Required work —
1) List every sentence in the final paragraph of the article about jockey Kieren Fallon, one per line.
2) Write the next part of the article about jockey Kieren Fallon, starting after its last sentence.

Passage given —
*-*-*

Racing: Fallon the brilliant champion saddled with wayward streak

Rarely has a jockey endured the kind of bungee-jump career that Kieren Fallon has. His sensational performances in the saddle have been matched by an almost preternatural ability to be dragged into headlines and incidents so harmful that they would have seen off lesser men.

Rarely has a jockey endured the kind of bungee-jump career that Kieren Fallon has. His sensational performances in the saddle have been matched by an almost preternatural ability to be dragged into headlines and incidents so harmful that they would have seen off lesser men.

Unless anyone can prove otherwise, Fallon is an innocent man. But that is not to say he has a stainless cv. He has had frequent brushes with racing's authorities, most notably when banned for six months in 1994 for dragging another rider, Stuart Webster, off his horse.

*-*-*

Entries provided —

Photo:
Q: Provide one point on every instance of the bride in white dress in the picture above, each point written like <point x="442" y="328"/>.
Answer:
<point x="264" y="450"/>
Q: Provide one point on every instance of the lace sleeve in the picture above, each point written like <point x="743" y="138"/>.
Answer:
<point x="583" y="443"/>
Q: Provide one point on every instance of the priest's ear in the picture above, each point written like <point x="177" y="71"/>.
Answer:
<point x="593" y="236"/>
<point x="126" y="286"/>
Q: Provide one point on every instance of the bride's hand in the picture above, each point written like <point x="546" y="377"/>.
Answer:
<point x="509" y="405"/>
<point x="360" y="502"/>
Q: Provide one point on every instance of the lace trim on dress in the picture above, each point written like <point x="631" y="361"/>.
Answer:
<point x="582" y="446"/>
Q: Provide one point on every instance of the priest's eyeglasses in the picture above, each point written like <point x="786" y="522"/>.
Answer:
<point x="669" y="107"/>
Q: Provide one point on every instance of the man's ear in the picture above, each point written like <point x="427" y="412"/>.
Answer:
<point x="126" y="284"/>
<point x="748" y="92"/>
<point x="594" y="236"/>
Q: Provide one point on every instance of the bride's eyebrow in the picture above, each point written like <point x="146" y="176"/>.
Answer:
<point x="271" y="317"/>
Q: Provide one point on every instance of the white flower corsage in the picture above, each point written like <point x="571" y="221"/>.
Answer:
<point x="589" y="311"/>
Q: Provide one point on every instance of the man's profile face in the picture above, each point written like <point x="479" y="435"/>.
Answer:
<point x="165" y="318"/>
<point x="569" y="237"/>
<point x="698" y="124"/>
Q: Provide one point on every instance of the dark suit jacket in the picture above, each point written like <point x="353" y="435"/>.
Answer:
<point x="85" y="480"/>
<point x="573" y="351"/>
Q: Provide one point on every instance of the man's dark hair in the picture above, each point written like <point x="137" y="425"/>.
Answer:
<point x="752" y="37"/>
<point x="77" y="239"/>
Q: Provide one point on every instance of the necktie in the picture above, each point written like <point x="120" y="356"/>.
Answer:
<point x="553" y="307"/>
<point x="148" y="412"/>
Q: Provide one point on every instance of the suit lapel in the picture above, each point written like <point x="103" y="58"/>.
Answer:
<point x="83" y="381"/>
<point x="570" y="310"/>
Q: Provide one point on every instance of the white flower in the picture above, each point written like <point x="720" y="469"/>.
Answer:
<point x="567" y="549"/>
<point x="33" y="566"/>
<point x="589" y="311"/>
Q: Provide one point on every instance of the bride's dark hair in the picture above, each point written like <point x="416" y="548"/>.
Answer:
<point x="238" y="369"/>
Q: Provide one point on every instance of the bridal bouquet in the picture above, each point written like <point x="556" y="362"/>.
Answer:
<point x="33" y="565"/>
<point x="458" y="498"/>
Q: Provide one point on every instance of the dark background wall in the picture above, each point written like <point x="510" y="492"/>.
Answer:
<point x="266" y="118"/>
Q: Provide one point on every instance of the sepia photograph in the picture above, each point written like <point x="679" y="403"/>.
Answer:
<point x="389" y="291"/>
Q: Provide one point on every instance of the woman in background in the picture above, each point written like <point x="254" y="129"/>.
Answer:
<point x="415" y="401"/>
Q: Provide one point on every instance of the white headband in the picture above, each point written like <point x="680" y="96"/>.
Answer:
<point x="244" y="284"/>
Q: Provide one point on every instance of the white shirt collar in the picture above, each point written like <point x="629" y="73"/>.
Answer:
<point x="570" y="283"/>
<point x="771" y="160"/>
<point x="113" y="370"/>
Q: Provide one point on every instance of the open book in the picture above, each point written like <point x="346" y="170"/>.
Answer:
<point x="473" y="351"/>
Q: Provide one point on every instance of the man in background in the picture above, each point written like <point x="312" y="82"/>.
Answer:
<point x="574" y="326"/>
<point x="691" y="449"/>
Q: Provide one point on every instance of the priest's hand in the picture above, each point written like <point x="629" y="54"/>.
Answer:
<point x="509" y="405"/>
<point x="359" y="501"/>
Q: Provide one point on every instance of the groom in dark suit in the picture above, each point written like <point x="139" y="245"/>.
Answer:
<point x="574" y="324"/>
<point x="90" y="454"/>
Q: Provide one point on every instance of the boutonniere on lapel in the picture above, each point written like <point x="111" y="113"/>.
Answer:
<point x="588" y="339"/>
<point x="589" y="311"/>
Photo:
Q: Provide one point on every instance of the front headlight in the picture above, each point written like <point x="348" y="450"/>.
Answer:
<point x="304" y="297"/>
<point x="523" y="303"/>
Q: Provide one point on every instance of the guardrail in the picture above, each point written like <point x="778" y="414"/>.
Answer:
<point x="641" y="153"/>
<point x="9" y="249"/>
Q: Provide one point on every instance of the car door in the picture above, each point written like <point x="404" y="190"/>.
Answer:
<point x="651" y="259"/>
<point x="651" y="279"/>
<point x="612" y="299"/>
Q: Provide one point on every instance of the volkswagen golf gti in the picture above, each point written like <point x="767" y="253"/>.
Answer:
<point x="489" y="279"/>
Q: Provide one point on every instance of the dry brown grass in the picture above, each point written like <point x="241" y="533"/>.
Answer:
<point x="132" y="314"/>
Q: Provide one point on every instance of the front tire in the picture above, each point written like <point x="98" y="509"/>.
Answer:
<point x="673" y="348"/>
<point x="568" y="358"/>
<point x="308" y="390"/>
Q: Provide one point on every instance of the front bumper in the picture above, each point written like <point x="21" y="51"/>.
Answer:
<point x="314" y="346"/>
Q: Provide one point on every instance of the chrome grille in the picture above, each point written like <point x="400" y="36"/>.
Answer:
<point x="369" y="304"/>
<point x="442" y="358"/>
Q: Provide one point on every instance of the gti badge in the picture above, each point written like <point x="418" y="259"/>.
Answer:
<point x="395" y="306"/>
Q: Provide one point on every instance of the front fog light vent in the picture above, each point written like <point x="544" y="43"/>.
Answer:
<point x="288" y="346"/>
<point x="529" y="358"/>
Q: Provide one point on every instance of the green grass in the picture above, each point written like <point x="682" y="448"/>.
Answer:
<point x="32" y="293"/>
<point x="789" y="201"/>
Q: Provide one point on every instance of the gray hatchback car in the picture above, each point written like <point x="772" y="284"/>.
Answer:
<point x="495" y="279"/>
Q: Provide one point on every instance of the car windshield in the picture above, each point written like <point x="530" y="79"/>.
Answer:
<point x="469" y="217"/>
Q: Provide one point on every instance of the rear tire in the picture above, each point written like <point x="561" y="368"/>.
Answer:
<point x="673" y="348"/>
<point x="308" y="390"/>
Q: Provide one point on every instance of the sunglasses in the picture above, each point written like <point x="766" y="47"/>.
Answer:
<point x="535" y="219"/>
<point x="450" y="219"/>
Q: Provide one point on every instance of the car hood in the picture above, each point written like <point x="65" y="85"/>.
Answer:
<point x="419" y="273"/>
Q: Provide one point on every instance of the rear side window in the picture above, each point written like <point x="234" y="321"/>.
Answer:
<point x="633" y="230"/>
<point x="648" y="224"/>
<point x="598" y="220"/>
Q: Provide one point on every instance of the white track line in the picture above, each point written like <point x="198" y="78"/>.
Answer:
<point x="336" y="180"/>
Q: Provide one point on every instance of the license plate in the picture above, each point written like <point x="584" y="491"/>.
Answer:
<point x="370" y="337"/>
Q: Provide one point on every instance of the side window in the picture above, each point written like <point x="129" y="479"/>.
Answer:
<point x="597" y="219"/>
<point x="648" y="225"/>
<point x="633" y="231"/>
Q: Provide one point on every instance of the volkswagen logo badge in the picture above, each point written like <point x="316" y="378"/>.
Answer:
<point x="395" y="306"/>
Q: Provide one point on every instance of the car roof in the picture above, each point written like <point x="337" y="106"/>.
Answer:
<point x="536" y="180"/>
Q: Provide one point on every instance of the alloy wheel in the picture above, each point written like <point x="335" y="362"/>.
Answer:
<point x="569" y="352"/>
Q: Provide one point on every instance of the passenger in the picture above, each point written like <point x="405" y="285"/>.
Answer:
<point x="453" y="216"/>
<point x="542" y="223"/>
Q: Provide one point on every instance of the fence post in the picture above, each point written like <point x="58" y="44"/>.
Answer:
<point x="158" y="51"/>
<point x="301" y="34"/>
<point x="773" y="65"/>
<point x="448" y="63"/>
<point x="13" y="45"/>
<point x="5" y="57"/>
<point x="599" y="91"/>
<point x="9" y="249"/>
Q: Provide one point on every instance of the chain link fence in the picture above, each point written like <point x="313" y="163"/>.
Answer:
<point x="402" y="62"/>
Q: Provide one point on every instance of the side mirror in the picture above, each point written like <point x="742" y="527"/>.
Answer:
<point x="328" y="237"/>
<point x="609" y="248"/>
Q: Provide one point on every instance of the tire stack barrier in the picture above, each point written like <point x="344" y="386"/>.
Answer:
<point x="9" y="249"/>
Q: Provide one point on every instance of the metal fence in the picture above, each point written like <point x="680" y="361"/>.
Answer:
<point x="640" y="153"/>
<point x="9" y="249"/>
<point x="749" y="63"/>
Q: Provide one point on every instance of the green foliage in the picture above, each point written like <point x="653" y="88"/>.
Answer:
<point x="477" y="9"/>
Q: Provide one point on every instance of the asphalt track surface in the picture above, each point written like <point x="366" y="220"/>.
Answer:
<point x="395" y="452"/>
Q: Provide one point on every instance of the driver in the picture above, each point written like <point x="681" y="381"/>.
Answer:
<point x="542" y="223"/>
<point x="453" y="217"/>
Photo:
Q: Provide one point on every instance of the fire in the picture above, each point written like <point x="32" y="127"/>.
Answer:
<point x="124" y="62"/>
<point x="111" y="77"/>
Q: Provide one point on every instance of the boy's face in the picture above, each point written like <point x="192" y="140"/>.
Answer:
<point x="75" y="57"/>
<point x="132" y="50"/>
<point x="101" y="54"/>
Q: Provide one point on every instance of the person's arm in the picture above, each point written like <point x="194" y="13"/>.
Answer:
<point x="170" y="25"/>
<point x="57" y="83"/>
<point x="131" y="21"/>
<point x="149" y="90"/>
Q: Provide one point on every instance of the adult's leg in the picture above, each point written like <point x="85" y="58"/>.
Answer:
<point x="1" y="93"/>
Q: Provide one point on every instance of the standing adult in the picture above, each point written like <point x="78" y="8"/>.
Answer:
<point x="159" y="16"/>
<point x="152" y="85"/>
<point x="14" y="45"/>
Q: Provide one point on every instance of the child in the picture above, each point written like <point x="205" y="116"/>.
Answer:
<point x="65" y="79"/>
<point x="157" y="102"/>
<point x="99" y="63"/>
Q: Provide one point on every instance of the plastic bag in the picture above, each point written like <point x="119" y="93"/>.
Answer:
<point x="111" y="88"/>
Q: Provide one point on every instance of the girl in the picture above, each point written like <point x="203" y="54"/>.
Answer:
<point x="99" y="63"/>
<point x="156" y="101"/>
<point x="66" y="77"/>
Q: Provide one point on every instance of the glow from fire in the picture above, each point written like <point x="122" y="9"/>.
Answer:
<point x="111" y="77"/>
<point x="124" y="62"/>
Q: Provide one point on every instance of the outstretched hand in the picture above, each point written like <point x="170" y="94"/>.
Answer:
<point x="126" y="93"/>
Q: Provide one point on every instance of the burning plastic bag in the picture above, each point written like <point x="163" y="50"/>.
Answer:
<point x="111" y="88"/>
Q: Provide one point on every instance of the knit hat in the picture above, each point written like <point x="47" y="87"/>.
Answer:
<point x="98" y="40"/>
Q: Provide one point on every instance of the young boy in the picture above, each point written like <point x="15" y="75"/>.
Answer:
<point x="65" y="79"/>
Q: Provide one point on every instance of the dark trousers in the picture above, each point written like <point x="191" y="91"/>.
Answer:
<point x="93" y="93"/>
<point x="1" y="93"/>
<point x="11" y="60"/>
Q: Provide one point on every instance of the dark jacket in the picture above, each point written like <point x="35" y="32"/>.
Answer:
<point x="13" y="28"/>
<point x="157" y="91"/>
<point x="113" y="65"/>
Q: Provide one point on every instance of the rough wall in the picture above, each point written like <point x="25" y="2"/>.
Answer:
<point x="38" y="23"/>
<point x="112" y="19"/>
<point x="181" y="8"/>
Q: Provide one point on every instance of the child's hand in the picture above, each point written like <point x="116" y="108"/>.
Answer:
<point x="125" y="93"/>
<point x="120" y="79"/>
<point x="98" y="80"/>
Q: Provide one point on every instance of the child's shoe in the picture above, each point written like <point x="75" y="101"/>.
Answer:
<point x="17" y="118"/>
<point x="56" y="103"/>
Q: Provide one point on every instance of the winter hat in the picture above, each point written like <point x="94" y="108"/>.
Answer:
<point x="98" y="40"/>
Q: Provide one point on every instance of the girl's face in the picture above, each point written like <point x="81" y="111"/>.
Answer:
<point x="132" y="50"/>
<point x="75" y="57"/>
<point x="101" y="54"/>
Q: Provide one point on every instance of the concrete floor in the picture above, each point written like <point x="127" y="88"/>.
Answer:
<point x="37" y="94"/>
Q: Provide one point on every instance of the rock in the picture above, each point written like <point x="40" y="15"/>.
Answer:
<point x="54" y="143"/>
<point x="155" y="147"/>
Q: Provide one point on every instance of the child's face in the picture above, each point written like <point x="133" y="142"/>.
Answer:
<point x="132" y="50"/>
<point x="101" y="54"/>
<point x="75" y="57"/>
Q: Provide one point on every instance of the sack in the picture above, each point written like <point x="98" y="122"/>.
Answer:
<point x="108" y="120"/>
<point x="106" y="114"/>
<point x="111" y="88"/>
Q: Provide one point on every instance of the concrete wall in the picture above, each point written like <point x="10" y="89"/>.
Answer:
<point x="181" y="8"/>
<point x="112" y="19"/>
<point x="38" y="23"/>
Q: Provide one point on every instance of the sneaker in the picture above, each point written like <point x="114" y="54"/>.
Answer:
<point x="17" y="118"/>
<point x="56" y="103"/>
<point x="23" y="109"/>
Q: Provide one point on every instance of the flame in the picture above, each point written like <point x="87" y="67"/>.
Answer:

*-*-*

Answers provided —
1)
Unless anyone can prove otherwise, Fallon is an innocent man.
But that is not to say he has a stainless cv.
He has had frequent brushes with racing's authorities, most notably when banned for six months in 1994 for dragging another rider, Stuart Webster, off his horse.

2)
Ironically, that incident was the making of a man who has been six-times champion Flat jockey in Britain and has established a clear lead in this year's title race. He spent his suspension riding work in the United States, a land where the stop-watch is key to success, much more so than in Europe. Fallon benefited hugely from learning to judge exactly what pace he was travelling on a horse. His many fans in Britain's betting shops would testify to a tactical sharpness that, as much as his incredible natural strength, has made him the high-class jockey he is today.

It seems incredible to think now that Fallon was a virtual "journeyman", although a very effective one, when he was plucked from the northern race riding circuit in 1997 to become first jockey to Henry Cecil in Newmarket. Although Cecil's career is currently on the wane, he was then a peerless operator: a suave, charismatic figure, confident; the antithesis of Fallon, in fact.

Fallon suffered some inevitable teething problems in a handful of top-class races when riding for Cecil, but his raw ability always stood out. So much so he won his first of three Derbys on the Cecil-trained Oath in 1999, when the jockey and trainer won three of the first four Classics (Wince in the 1,000 Guineas and Ramruma in the Oaks).

But Fallon's tendency to pair triumph with disaster soon surfaced again. He was sacked by Cecil in the same year as Oath's Epsom victory, the cause of friction appearing to be a tabloid report that Cecil's wife Natalie had enjoyed a romp in the showers with an unnamed jockey. Fallon has consistently denied it was him.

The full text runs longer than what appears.